Task input —
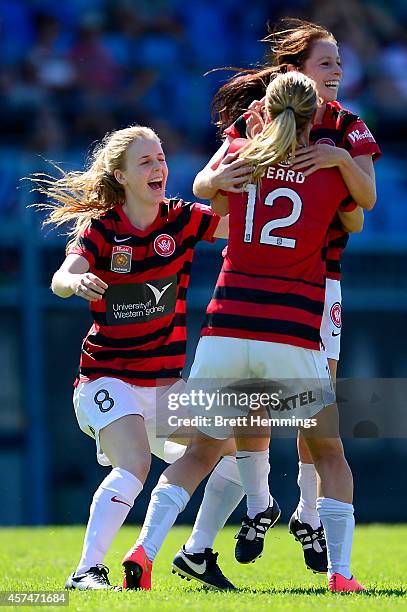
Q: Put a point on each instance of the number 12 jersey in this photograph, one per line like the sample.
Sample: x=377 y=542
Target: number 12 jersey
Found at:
x=272 y=283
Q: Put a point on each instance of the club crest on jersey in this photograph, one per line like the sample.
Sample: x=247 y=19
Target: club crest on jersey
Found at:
x=121 y=259
x=164 y=245
x=336 y=314
x=326 y=141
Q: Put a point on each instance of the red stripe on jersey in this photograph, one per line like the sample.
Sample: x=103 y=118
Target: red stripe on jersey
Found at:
x=272 y=283
x=146 y=352
x=347 y=131
x=341 y=128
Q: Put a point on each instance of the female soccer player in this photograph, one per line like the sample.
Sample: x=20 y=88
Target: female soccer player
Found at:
x=130 y=258
x=263 y=322
x=338 y=139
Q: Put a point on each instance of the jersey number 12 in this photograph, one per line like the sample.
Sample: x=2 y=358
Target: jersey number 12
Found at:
x=266 y=237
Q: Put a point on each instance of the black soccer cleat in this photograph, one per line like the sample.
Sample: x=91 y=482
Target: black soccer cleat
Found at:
x=250 y=539
x=202 y=567
x=94 y=579
x=313 y=544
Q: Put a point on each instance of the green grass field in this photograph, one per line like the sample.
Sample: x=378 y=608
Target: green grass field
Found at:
x=41 y=559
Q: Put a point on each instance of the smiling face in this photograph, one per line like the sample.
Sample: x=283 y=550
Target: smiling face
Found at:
x=324 y=67
x=144 y=176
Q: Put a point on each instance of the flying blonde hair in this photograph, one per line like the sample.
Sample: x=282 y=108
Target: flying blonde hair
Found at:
x=291 y=101
x=78 y=197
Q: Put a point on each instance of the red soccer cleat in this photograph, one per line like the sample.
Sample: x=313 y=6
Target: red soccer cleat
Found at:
x=137 y=569
x=339 y=584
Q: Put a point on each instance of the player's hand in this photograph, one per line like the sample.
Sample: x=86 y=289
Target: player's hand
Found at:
x=232 y=173
x=315 y=157
x=88 y=286
x=255 y=118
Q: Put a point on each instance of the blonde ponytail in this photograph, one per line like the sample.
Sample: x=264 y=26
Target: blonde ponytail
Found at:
x=291 y=101
x=78 y=197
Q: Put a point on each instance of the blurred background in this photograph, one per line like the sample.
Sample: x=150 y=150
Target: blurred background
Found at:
x=70 y=72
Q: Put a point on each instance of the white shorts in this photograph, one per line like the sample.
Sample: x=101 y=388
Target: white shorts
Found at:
x=331 y=325
x=102 y=401
x=301 y=377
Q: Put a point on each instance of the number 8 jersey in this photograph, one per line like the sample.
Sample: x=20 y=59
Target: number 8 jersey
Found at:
x=272 y=283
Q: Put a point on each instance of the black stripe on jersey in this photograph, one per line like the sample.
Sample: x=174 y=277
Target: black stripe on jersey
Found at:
x=182 y=293
x=154 y=374
x=156 y=261
x=173 y=228
x=283 y=278
x=256 y=324
x=203 y=227
x=333 y=266
x=99 y=339
x=268 y=298
x=166 y=350
x=339 y=243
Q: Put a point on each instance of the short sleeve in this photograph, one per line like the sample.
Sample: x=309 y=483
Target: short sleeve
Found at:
x=88 y=245
x=360 y=141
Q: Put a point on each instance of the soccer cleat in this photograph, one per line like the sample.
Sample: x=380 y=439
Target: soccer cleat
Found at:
x=339 y=584
x=137 y=569
x=92 y=580
x=202 y=567
x=313 y=544
x=250 y=539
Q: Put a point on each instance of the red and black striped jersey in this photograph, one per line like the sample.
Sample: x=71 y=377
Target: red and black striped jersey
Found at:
x=138 y=332
x=272 y=283
x=340 y=128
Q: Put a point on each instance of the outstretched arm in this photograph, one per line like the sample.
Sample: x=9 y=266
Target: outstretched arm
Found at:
x=357 y=172
x=222 y=172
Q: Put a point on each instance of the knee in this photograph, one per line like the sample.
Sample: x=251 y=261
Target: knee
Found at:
x=138 y=465
x=327 y=450
x=204 y=456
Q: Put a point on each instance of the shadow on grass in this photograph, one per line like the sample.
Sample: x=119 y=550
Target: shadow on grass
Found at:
x=370 y=592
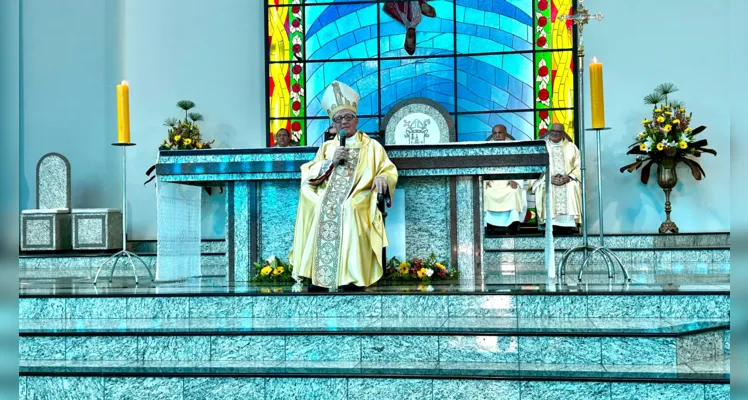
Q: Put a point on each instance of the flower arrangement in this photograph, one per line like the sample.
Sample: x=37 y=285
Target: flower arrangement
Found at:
x=668 y=134
x=185 y=134
x=273 y=270
x=418 y=269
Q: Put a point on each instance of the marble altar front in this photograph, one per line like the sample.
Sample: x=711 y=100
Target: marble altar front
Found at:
x=441 y=182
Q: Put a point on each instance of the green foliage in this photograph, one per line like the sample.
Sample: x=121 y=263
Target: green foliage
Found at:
x=185 y=105
x=184 y=134
x=666 y=88
x=273 y=270
x=418 y=269
x=654 y=98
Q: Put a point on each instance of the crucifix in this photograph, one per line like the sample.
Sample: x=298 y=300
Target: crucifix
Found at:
x=580 y=18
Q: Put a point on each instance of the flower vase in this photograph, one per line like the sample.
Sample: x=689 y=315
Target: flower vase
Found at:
x=667 y=178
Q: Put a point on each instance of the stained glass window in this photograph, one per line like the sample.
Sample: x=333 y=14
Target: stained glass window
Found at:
x=486 y=62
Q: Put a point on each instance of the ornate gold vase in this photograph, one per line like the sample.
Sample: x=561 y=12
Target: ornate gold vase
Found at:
x=667 y=178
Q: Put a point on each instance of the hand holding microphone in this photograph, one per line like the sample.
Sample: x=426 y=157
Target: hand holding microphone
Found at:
x=341 y=154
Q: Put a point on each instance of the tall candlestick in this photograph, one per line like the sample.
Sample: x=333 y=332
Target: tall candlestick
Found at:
x=597 y=102
x=123 y=113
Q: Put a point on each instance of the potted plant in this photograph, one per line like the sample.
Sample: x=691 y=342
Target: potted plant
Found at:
x=183 y=134
x=666 y=141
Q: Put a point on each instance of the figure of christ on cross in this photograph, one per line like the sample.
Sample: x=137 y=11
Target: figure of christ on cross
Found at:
x=408 y=13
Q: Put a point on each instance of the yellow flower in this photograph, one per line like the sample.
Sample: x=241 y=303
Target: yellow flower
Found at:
x=403 y=268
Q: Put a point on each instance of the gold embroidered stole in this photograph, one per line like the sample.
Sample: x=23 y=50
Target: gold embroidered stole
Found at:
x=330 y=232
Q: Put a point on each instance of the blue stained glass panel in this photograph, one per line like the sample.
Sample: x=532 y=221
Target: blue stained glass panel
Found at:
x=434 y=36
x=476 y=127
x=494 y=26
x=332 y=30
x=497 y=82
x=432 y=78
x=361 y=76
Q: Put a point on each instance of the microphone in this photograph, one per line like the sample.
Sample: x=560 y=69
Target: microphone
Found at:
x=342 y=135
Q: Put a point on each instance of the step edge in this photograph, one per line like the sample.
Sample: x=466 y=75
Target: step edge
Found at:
x=365 y=332
x=696 y=378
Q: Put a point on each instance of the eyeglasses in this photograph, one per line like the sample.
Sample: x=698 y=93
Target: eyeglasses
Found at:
x=347 y=117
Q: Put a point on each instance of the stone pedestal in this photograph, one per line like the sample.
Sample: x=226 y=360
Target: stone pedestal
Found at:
x=45 y=230
x=97 y=229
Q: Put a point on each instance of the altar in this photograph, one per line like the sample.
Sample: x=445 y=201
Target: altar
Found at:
x=441 y=183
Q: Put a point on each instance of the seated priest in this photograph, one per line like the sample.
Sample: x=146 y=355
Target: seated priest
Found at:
x=505 y=202
x=566 y=189
x=339 y=232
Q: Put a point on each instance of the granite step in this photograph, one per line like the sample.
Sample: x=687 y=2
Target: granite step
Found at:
x=597 y=273
x=705 y=256
x=390 y=346
x=584 y=301
x=677 y=241
x=378 y=380
x=586 y=327
x=82 y=265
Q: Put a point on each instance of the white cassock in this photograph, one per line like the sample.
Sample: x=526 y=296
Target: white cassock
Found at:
x=566 y=200
x=503 y=204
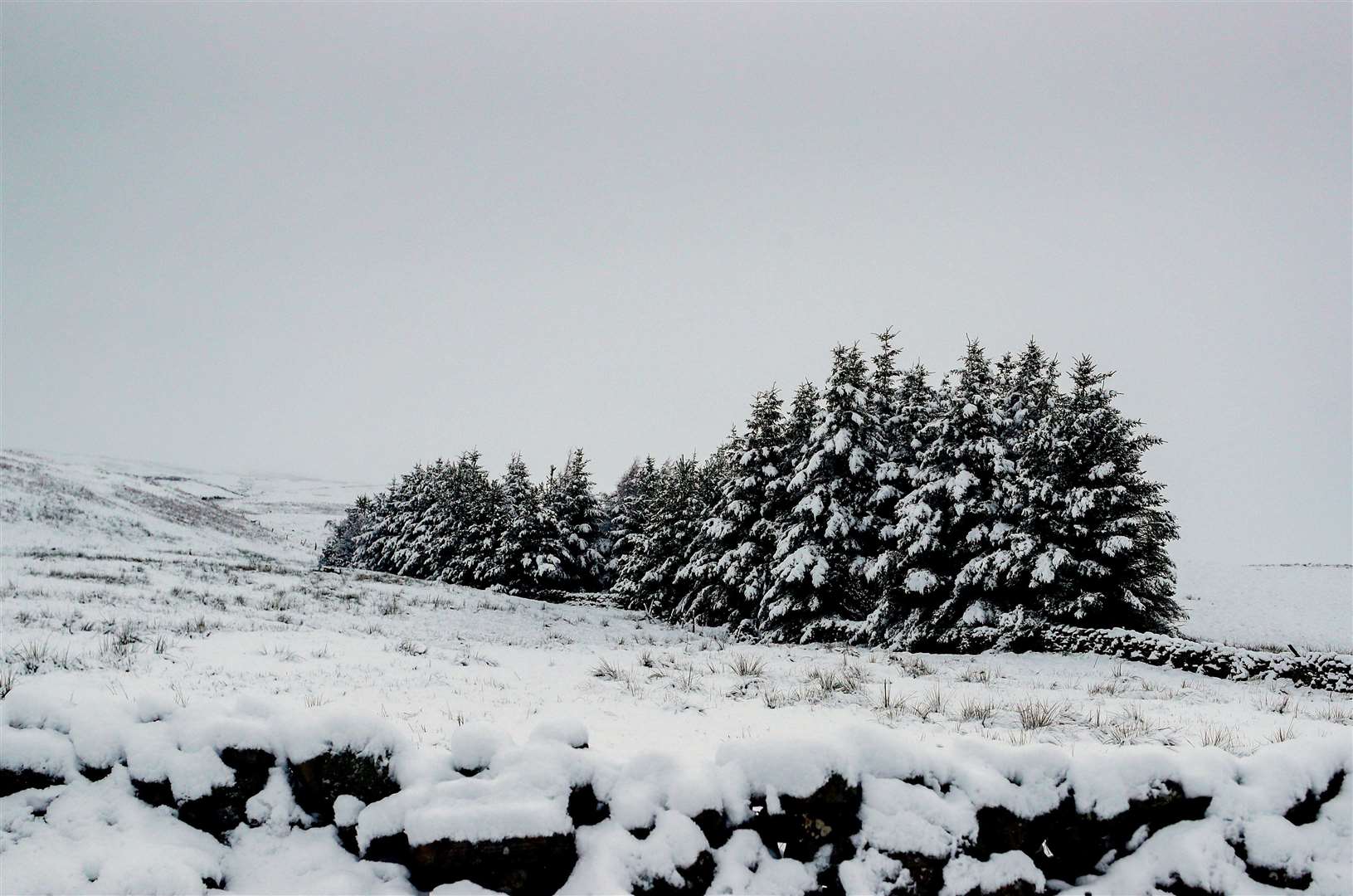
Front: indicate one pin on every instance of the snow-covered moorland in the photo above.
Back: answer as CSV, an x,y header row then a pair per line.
x,y
132,583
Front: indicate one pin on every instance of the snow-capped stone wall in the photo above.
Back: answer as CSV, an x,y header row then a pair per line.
x,y
1318,670
255,796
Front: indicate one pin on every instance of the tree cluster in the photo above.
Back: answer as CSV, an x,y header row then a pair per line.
x,y
450,521
881,508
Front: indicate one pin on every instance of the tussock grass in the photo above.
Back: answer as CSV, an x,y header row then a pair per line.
x,y
411,647
973,709
8,677
932,704
746,666
1035,713
1218,737
606,670
913,665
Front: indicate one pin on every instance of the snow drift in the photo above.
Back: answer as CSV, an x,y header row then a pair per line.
x,y
154,797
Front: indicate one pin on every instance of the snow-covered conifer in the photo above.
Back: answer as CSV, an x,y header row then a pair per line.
x,y
1097,521
578,518
527,544
729,569
821,540
945,523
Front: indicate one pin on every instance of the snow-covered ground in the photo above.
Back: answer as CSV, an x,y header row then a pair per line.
x,y
1269,606
130,580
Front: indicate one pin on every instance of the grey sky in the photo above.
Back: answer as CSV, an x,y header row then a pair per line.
x,y
338,238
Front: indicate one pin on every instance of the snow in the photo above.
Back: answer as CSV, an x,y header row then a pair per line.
x,y
1308,606
1003,869
231,639
98,838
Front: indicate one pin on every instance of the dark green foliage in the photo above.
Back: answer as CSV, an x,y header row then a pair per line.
x,y
879,509
827,533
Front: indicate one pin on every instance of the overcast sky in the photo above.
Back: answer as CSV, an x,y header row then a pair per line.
x,y
336,240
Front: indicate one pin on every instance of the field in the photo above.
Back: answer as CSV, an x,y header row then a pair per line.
x,y
128,580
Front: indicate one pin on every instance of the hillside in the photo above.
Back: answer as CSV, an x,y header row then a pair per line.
x,y
139,593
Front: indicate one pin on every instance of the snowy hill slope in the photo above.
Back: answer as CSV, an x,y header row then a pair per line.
x,y
143,580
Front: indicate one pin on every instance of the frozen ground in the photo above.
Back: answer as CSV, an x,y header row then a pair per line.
x,y
122,581
1269,606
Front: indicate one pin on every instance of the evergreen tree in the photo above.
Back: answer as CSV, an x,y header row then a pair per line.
x,y
1030,398
578,518
729,569
632,525
945,523
677,514
525,558
341,546
1099,524
802,418
917,407
823,540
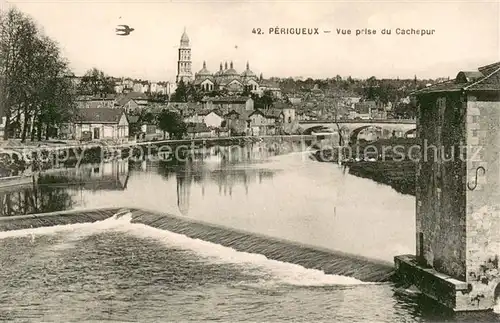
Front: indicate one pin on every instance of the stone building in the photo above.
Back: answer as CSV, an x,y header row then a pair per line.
x,y
458,192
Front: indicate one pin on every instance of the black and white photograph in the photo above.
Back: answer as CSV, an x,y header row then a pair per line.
x,y
249,161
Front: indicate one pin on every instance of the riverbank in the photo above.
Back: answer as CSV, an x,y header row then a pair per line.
x,y
386,161
328,261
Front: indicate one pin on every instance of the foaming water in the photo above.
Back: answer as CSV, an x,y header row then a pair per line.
x,y
76,229
275,272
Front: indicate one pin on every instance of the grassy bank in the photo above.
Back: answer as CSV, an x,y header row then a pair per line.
x,y
400,175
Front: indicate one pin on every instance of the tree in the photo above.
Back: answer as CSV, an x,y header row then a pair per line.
x,y
181,93
37,94
94,82
171,122
265,101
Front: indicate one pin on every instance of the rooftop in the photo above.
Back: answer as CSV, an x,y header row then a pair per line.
x,y
99,115
487,78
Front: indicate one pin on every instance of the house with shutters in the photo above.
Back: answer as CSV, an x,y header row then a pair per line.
x,y
101,124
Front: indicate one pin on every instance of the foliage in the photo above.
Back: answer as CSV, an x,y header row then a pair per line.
x,y
38,94
145,117
171,122
186,93
94,82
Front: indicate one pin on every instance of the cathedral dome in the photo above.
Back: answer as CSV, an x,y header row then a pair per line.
x,y
220,72
184,38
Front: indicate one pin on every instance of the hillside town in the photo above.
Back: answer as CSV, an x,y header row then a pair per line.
x,y
205,104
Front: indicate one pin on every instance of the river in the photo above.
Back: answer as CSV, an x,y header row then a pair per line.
x,y
118,271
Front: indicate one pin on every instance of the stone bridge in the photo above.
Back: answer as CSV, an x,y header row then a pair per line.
x,y
350,129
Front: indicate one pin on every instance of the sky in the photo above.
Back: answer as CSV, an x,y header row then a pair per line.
x,y
466,36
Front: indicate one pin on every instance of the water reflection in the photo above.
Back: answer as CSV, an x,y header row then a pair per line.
x,y
61,190
225,167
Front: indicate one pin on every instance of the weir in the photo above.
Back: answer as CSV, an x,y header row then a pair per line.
x,y
330,262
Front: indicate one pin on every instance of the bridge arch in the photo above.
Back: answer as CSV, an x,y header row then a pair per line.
x,y
353,137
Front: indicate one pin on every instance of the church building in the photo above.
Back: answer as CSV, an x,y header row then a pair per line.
x,y
226,78
184,72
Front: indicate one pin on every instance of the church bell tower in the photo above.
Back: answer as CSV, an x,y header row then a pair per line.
x,y
184,72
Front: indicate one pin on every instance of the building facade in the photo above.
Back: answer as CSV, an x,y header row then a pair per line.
x,y
184,72
458,190
101,123
227,78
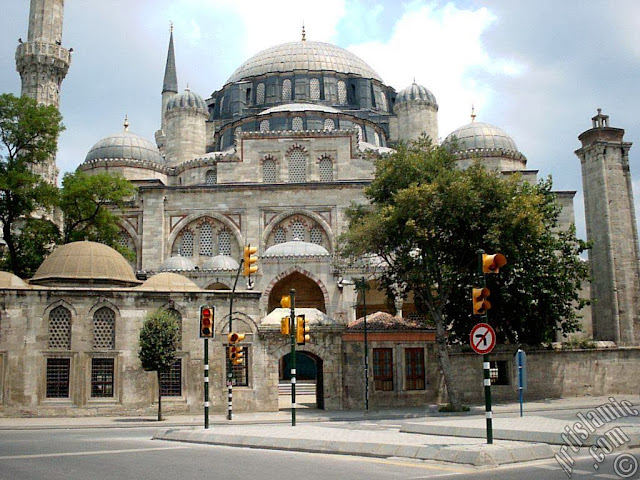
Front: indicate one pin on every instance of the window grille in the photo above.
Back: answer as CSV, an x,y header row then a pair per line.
x,y
58,377
286,90
60,328
314,89
186,248
296,124
342,92
241,372
211,178
224,243
269,171
171,381
316,235
383,369
104,331
329,124
414,368
206,240
102,376
297,167
298,230
260,94
280,235
326,170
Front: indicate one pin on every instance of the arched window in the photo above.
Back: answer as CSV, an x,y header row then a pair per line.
x,y
279,235
211,178
60,329
297,167
260,94
224,242
269,171
286,90
314,89
104,329
206,240
342,92
316,235
326,169
296,124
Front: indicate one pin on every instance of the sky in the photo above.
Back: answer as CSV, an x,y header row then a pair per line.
x,y
538,70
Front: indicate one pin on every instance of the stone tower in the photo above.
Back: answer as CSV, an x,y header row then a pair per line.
x,y
611,226
43,63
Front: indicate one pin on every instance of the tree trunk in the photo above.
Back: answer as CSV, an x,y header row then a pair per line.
x,y
159,397
445,365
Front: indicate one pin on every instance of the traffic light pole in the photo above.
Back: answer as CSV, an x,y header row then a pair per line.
x,y
292,332
486,365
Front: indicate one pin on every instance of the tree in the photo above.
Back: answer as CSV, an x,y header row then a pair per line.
x,y
158,343
426,220
28,137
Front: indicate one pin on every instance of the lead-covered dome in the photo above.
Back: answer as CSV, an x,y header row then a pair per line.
x,y
85,263
303,55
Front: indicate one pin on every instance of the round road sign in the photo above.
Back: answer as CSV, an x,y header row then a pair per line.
x,y
483,338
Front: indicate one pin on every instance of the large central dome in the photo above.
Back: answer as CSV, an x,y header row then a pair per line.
x,y
303,55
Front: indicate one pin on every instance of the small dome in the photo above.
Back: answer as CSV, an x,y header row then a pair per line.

What is required —
For the material above, reproduce exactly the lines from the line with "Sample: x=711 y=100" to the line with "Target: blue stained glass panel", inclusive, and exclude all others.

Answer area —
Sample: x=711 y=100
Target: marble altar front
Found at:
x=441 y=182
Q: Put a point on each instance of the green foliage in this photograph, one per line like the sample.
Sample: x=121 y=263
Target: green foliage
Found at:
x=185 y=105
x=184 y=134
x=666 y=88
x=273 y=270
x=418 y=269
x=654 y=98
Q: Put a point on each instance of the crucifix in this photograph, one per line like the sample.
Sample: x=298 y=300
Target: crucifix
Found at:
x=580 y=18
Q: Put a point on each instance of the flower vase in this photograph, one per line like the sample.
Sample: x=689 y=315
Target: flower vase
Found at:
x=667 y=178
Q: Put a point on each instance of the stained glass window in this photograph, one per line like the sample.
Sample: x=333 y=14
Target: stained glass window
Found at:
x=486 y=62
Q: Put a point on each instance of the ornate gold vase in this photograph, one per line like the sample.
Sample: x=561 y=12
Target: ornate gold vase
Found at:
x=667 y=178
Q: Put a point on each instance of the hand holding microphone in this photograph, one per line like the sample.
Sample: x=426 y=157
Target: hand holding microphone
Found at:
x=341 y=154
Q: Put a point on each instance of the tall candlestick in this photograph, one per line like the sample.
Sample: x=333 y=332
Target: tall candlestick
Found at:
x=597 y=102
x=123 y=113
Q: Put a point on each instance of the potted plant in this photograph, one per line like the sample.
Sample: x=691 y=342
Target: potted plant
Found at:
x=183 y=134
x=666 y=141
Q: Put a point on each instance of the figure of christ on cross in this photograph, one per line like the sample.
Sample: x=137 y=11
Target: figure of christ on cross
Found at:
x=408 y=13
Q: Put a point on each instance of the yellow flower in this photograph, one per line like the sample.
Sample: x=241 y=303
Target: yellow flower
Found at:
x=403 y=268
Q: Put a point on each instance of the gold embroidered stole in this photograph, one per line like the sample.
Sample: x=23 y=50
Target: gold embroidered stole
Found at:
x=330 y=232
Q: Put a point on each instance of the blue stained glass panel in this photograph, one per line like the sample.
Sample: x=532 y=221
Target: blue stained glass panel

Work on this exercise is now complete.